--- Start of QUOTED TEXT ---

If we want our sub-plots in two rows and single column, we can pass arguments <i>(2,1,1)</i> and <i>(2,1,2)</i>

In [None]:
x = np.linspace(0, 2, 100)

plt.figure(figsize = (10,10))  # Set Figure size 

plt.subplot(2,1,1)
plt.plot(x, x, 'v-', label='linear')  # Plot some data on the (implicit) axes.
plt.title("1st subplot")
plt.xlabel('x label') # Add an x-label to the axes.
plt.ylabel('y label') # Add an y-label to the axes.
plt.legend() # Add a legend.

plt.subplot(2,1,2)
plt.plot(x, x**2, 'go', label='quadratic')  # Plot more data on the axes...
plt.plot(x, x**3, '--', label='cubic') # Plot more data on the axes...
plt.title("2nd subplot")
plt.xlabel('x label') # Add an x-label to the axes.
plt.ylabel('y label') # Add an y-label to the axes.
plt.legend() # Add a legend.

plt.suptitle("My Sub-Plot") # Add a title to the axes.

plt.show()  # Show the plot

In [None]:
x = np.linspace(0, 2, 100)

--- End of QUOTED TEXT ---

--- EXERCISE 1 ---
In the subplot notebook excerpt, why are the arguments (2,1,1) and (2,1,2) passed to plt.subplot? Answer in one to three sentences.
--- EXERCISE 2 ---
Give the listing lines as a Markdown table with the columns Number and Record line, starting with the line that contains "the girl's hand" and going on through the line that contains "<point>33,44</point>", and leave out blank lines.
The listing has no connection to the subplot notebook excerpt.

--- Start of MATERIAL FOR THIS EXERCISE ---

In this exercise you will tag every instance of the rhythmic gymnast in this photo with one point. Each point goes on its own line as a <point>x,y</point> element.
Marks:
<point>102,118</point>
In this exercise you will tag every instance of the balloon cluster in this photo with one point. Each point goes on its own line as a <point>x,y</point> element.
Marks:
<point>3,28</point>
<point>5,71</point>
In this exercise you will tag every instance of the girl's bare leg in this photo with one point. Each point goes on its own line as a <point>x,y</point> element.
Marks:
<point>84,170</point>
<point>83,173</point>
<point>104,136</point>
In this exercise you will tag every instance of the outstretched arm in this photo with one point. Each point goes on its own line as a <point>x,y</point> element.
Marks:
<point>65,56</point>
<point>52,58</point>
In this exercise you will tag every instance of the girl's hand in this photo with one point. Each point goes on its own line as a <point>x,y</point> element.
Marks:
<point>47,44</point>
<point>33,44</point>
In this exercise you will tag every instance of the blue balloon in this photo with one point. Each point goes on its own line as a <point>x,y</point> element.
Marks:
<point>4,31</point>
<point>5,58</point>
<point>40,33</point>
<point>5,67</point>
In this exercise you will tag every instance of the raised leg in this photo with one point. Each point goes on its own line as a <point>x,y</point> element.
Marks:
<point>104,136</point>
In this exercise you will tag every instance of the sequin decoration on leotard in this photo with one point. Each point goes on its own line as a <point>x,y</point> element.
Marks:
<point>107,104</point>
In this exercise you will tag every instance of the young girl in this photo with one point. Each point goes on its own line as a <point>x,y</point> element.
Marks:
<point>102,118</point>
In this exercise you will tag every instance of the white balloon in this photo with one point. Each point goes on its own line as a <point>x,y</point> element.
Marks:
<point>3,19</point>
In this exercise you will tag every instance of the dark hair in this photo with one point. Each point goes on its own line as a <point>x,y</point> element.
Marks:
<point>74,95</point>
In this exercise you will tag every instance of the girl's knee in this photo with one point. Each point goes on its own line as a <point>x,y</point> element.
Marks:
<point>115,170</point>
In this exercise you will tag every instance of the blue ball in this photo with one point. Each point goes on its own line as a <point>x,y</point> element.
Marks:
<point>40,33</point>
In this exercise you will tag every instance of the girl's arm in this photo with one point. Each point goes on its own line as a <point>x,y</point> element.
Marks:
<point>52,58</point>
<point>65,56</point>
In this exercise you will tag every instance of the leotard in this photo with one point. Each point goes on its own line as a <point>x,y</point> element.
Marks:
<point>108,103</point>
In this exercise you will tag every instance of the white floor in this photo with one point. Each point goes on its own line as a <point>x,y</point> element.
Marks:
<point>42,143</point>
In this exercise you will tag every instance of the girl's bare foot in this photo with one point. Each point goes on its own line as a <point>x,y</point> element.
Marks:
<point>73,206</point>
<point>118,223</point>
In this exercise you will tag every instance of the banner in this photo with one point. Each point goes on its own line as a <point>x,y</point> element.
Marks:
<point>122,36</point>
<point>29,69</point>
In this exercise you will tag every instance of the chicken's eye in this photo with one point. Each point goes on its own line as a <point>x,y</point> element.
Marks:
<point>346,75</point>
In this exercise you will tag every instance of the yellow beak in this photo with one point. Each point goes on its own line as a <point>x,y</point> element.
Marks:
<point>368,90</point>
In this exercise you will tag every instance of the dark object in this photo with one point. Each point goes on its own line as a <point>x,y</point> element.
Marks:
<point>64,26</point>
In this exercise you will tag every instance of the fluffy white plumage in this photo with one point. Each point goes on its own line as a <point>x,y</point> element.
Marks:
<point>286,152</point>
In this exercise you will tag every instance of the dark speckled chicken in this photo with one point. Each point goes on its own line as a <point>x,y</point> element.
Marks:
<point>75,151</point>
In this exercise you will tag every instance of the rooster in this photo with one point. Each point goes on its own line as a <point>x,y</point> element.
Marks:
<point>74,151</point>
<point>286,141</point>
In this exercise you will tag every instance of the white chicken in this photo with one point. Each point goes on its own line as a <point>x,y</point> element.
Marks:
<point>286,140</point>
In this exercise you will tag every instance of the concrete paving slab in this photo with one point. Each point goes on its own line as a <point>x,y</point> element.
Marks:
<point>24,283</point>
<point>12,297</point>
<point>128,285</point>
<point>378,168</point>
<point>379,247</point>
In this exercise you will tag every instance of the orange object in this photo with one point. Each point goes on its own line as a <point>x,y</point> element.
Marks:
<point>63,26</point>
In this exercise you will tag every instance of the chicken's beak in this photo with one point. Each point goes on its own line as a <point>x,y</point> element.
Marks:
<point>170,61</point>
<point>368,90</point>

--- End of MATERIAL FOR THIS EXERCISE ---

--- WRITTEN SOLUTION 1 ---
They are passed so that the sub-plots are arranged in two rows and a single column.

--- WRITTEN SOLUTION 2 ---
| Number | Record line |
|---|---|
| 1 | In this exercise you will tag every instance of the girl's hand in this photo with one point. Each point goes on its own line as a <point>x,y</point> element. |
| 2 | Marks: |
| 3 | <point>47,44</point> |
| 4 | <point>33,44</point> |